Material provided

[Start]

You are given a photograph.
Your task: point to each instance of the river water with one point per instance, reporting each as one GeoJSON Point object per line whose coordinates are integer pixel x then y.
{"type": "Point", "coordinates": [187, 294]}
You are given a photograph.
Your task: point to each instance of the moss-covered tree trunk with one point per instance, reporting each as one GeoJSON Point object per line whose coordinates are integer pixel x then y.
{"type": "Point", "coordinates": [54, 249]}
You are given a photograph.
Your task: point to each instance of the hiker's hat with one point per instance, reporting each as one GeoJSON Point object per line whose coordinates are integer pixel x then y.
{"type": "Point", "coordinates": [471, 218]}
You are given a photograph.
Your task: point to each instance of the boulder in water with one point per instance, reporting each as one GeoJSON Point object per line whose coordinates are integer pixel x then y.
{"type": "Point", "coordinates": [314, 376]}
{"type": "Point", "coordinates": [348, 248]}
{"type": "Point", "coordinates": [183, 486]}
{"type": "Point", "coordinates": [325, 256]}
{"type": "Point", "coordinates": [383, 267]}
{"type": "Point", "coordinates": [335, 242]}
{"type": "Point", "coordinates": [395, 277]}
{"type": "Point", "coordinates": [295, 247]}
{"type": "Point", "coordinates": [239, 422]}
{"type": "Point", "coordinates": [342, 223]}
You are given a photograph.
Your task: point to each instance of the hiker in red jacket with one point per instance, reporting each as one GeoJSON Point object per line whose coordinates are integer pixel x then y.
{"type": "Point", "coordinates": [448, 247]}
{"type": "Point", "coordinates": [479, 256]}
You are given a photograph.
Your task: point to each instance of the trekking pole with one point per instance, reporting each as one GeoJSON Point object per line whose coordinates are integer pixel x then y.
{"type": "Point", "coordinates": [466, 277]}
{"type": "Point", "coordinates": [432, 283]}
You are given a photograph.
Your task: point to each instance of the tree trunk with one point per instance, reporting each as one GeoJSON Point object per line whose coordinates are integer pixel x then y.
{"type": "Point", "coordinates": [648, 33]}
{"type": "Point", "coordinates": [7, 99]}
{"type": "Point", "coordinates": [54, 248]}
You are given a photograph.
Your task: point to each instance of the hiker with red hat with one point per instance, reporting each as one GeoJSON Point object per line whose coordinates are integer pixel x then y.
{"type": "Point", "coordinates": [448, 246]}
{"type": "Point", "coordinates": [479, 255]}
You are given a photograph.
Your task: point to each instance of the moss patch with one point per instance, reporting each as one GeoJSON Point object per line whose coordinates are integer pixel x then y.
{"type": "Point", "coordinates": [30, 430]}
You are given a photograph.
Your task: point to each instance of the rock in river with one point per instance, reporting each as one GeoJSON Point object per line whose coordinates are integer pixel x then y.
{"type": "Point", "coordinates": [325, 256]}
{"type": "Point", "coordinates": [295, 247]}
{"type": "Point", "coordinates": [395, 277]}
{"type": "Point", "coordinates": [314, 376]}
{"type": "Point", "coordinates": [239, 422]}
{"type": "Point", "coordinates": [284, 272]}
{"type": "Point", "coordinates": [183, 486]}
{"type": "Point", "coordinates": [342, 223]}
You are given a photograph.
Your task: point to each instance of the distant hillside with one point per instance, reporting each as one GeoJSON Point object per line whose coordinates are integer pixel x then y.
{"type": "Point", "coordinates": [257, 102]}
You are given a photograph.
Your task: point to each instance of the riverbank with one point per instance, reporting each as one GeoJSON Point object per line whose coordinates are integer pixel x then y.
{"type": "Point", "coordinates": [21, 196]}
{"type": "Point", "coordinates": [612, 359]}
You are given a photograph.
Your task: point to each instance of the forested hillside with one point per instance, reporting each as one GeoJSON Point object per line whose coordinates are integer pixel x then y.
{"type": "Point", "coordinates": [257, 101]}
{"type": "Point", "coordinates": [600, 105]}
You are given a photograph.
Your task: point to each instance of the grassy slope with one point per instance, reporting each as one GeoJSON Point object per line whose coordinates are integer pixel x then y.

[End]

Work instructions
Output the entries exactly.

Solution for this task
You are given a photograph.
Your task: point to each instance of the river water with one point per instance, reporting each as one GeoJSON Point object per line whose coordinates are integer pixel x then y.
{"type": "Point", "coordinates": [187, 294]}
You are given a photograph.
Your task: point to each instance of the moss-covered tree trunk with one point per instance, reporting each as one GeoJSON Point object per line whose coordinates are integer pixel x then y.
{"type": "Point", "coordinates": [54, 249]}
You are given a photograph.
Your task: point to each instance of the hiker's hat with one point per instance, reporting each as one GeoJSON Point object per line whose coordinates are integer pixel x then y.
{"type": "Point", "coordinates": [471, 218]}
You are given a photograph.
Your task: point to each instance of the boulder in water with one point per instance, reporting each as one GeoJSON Point object per line whose coordinates are integer pixel x then y.
{"type": "Point", "coordinates": [314, 376]}
{"type": "Point", "coordinates": [348, 248]}
{"type": "Point", "coordinates": [183, 486]}
{"type": "Point", "coordinates": [325, 256]}
{"type": "Point", "coordinates": [383, 267]}
{"type": "Point", "coordinates": [335, 242]}
{"type": "Point", "coordinates": [395, 277]}
{"type": "Point", "coordinates": [295, 247]}
{"type": "Point", "coordinates": [239, 422]}
{"type": "Point", "coordinates": [342, 223]}
You are given a photograph.
Your task: point to each instance of the hiker in red jacket with one point per instance, reporting each as one GeoJSON Point object per line whose coordinates are integer pixel x then y.
{"type": "Point", "coordinates": [448, 247]}
{"type": "Point", "coordinates": [479, 256]}
You are given a photograph.
Your task: point to each instance of the trekking pole with one point per instance, reporting each as one GeoJSON Point object per line whose coordinates are integer pixel x then y.
{"type": "Point", "coordinates": [466, 277]}
{"type": "Point", "coordinates": [432, 283]}
You are given a photograph.
Your task: point to each instance of the tree trunk with one point per instance, reporting each as one GeoJSON Point object per line whose coordinates are integer pixel x then y.
{"type": "Point", "coordinates": [648, 33]}
{"type": "Point", "coordinates": [7, 99]}
{"type": "Point", "coordinates": [54, 248]}
You are given a photograph.
Your task: point to each instance of the hiker with red hat with one point per instance, reporting each as one GeoJSON Point object per line whose coordinates are integer pixel x then y.
{"type": "Point", "coordinates": [448, 246]}
{"type": "Point", "coordinates": [479, 255]}
You are given a photograph.
Your task: point to each instance of the moss patch with one point per instance, reporting each as one GeoJSON Point object per line whose coordinates are integer pixel x then y.
{"type": "Point", "coordinates": [30, 430]}
You are given a photograph.
Your task: point to each instance of the rock in river with one point per instance, reporting each as one GeoJSON Point object per line whose coordinates are integer pixel x then y.
{"type": "Point", "coordinates": [325, 256]}
{"type": "Point", "coordinates": [295, 247]}
{"type": "Point", "coordinates": [395, 277]}
{"type": "Point", "coordinates": [314, 376]}
{"type": "Point", "coordinates": [239, 422]}
{"type": "Point", "coordinates": [284, 272]}
{"type": "Point", "coordinates": [183, 486]}
{"type": "Point", "coordinates": [342, 223]}
You are given a photograph.
Your task: point to each instance of the distant hillside with one point per instance, reporting each as one GeoJSON Point object per line whose coordinates are integer pixel x then y.
{"type": "Point", "coordinates": [257, 102]}
You are given a photograph.
Your task: point to each instance of the riverbank with one point per instance, reporting each as one GeoJSON Point object per line whose coordinates are integer pixel x then y.
{"type": "Point", "coordinates": [21, 196]}
{"type": "Point", "coordinates": [612, 359]}
You are given a photograph.
Your task: point to each instance of the forested hillside with one point per instance, reporting each as one GeoJSON Point object per line whose coordinates are integer pixel x then y.
{"type": "Point", "coordinates": [257, 101]}
{"type": "Point", "coordinates": [600, 105]}
You are given a photograph.
Your task: point to each instance of the grassy slope with one point per instance, reporting each as one GeoJSON Point object per line whose coordinates are integer pixel x then y.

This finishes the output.